### Task
Format the entries from the line with "of the hanging" up to and including the line with "[(65, 692), (298, 739)]" as a two-column CSV with columns instruction and keypoints. Give one row per entry, with its text and its answer each in a single quoted field and any line breaks replaced by spaces.

### Dataset excerpts
------------------------------------

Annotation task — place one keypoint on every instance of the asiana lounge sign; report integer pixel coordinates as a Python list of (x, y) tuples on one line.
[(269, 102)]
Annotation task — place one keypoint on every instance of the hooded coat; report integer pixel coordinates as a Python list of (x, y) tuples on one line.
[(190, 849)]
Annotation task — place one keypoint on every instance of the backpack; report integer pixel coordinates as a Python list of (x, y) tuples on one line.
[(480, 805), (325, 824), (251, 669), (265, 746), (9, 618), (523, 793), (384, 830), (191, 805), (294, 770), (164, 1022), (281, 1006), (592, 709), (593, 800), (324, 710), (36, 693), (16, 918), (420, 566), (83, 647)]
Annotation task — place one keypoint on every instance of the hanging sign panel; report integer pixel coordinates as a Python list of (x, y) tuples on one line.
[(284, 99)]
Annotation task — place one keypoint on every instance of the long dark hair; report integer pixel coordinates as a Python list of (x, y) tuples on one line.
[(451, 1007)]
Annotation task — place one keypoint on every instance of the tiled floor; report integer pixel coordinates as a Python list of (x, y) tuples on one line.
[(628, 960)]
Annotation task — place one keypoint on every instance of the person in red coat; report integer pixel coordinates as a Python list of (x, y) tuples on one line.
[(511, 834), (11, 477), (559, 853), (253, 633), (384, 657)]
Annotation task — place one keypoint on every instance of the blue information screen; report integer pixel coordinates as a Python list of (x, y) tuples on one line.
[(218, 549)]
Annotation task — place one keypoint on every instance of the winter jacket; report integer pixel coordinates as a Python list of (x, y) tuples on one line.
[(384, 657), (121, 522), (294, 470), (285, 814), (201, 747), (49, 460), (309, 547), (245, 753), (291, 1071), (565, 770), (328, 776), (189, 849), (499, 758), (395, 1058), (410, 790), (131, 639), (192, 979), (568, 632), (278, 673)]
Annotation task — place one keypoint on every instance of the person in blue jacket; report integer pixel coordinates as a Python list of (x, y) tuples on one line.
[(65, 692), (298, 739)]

------------------------------------

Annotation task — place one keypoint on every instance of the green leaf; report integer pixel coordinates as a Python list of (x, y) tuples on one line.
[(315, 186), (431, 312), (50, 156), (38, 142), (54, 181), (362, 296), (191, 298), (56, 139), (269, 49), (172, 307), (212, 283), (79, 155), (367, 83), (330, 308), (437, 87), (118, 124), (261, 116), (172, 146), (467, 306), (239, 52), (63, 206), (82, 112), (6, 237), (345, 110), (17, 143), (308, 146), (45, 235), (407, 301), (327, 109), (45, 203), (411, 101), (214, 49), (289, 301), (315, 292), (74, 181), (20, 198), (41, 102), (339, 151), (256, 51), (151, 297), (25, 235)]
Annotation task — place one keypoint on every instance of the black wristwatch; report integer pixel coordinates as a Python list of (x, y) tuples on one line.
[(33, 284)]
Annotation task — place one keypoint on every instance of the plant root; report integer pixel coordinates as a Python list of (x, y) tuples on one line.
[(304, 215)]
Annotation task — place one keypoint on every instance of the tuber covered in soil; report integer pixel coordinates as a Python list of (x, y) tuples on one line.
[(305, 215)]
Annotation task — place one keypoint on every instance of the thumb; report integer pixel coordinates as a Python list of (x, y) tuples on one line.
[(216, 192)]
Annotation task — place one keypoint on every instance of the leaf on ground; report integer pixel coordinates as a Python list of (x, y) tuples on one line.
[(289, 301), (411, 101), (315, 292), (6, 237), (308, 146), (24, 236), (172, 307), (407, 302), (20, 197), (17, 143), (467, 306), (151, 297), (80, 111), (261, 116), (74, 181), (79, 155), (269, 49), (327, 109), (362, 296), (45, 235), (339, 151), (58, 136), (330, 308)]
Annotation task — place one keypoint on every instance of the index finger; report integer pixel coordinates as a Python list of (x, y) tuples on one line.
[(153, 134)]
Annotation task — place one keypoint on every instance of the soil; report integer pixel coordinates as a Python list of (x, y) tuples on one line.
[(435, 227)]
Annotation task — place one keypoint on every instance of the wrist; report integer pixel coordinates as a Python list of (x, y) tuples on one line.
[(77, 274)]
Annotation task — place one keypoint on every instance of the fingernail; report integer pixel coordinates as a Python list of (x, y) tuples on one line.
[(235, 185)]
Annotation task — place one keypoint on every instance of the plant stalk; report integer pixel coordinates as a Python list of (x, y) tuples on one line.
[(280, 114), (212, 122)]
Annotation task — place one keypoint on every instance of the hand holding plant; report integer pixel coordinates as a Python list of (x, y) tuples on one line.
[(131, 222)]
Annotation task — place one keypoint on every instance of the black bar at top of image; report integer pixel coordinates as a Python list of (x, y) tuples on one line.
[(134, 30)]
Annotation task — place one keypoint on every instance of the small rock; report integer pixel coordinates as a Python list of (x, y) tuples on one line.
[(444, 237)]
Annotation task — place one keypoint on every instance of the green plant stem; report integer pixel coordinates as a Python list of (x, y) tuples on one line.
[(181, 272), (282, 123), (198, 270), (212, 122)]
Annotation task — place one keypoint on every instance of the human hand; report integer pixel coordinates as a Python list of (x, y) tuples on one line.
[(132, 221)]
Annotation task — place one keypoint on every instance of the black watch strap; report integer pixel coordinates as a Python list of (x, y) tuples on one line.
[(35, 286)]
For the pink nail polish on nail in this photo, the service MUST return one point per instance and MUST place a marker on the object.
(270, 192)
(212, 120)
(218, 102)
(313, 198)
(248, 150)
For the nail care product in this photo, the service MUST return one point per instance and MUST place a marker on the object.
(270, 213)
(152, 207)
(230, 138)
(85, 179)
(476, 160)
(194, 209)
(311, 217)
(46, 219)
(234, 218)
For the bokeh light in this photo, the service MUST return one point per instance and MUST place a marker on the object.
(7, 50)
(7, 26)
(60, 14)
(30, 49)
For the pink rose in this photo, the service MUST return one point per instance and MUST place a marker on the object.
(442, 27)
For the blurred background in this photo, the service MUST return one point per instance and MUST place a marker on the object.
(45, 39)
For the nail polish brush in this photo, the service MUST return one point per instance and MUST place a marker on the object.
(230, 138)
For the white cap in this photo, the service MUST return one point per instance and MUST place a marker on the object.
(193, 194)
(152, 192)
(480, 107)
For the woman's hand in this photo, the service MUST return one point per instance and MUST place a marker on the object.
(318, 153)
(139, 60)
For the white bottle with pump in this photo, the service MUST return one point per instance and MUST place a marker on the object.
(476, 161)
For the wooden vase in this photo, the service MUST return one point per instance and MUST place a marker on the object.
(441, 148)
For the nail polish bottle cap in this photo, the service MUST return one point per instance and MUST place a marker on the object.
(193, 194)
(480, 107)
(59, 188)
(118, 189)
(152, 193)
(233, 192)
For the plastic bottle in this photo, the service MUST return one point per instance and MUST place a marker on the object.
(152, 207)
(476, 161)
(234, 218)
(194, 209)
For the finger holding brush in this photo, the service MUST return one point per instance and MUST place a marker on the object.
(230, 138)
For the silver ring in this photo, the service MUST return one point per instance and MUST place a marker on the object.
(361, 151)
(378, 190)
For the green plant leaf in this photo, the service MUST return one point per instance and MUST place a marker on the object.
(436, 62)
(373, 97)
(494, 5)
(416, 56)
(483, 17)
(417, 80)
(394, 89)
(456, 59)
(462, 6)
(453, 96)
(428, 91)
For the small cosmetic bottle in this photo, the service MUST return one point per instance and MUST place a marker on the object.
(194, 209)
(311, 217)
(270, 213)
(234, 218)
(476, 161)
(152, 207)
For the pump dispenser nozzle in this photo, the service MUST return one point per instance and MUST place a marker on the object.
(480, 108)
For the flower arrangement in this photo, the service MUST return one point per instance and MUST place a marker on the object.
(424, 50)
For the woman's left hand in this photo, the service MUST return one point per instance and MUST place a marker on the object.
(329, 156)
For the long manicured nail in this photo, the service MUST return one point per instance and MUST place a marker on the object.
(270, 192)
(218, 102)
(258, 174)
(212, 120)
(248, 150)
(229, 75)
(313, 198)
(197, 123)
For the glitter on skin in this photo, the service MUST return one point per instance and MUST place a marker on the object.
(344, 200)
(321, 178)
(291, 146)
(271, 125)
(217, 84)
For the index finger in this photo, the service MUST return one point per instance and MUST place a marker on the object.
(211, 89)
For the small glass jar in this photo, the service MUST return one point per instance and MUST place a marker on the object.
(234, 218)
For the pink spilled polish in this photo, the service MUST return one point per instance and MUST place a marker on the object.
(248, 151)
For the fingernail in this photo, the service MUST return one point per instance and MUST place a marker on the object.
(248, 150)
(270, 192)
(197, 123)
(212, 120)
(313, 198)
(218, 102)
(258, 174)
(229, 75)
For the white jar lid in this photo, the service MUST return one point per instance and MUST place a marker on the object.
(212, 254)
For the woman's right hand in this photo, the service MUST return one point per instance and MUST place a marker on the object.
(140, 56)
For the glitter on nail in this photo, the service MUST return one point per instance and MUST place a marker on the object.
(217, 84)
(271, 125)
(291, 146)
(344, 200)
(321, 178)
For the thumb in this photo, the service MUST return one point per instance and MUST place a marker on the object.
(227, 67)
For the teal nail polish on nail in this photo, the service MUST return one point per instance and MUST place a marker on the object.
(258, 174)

------------------------------------

### The reply
instruction,keypoints
"Annotation task — place one keypoint on every instance of the hanging sign panel; report integer pixel coordinates as a Python list of (x, y) tuples on one line.","[(284, 99)]"
"Annotation task — place one keypoint on every instance of the long dark hair; report integer pixel coordinates as a Python list of (x, y) tuples on one line.","[(451, 1007)]"
"Annotation task — place one keypoint on every instance of the tiled floor; report integer pixel coordinates as a Python list of (x, y) tuples on one line.","[(628, 960)]"
"Annotation task — place one keypoint on every instance of the person in red coat; report integer pixel coordinates as a Python list of (x, y) tuples on one line.","[(511, 834), (11, 477), (559, 853), (253, 633), (384, 657)]"
"Annotation task — place one keypoint on every instance of the blue information screen; report integer pixel coordinates as a Python list of (x, y) tuples on one line.","[(218, 549)]"
"Annotation task — place one keypoint on every instance of the winter jacket; report integer pixel coordinates as a Python list of (x, y) tuples on one line.","[(384, 657), (121, 522), (294, 470), (285, 814), (201, 747), (49, 460), (309, 547), (245, 753), (291, 1071), (565, 770), (328, 776), (189, 849), (499, 758), (395, 1058), (410, 790), (131, 639), (192, 979), (568, 632), (278, 673)]"
"Annotation task — place one keypoint on every instance of the person in blue jacket; report integer pixel coordinates as a Python list of (x, y) tuples on one line.","[(65, 692), (298, 739)]"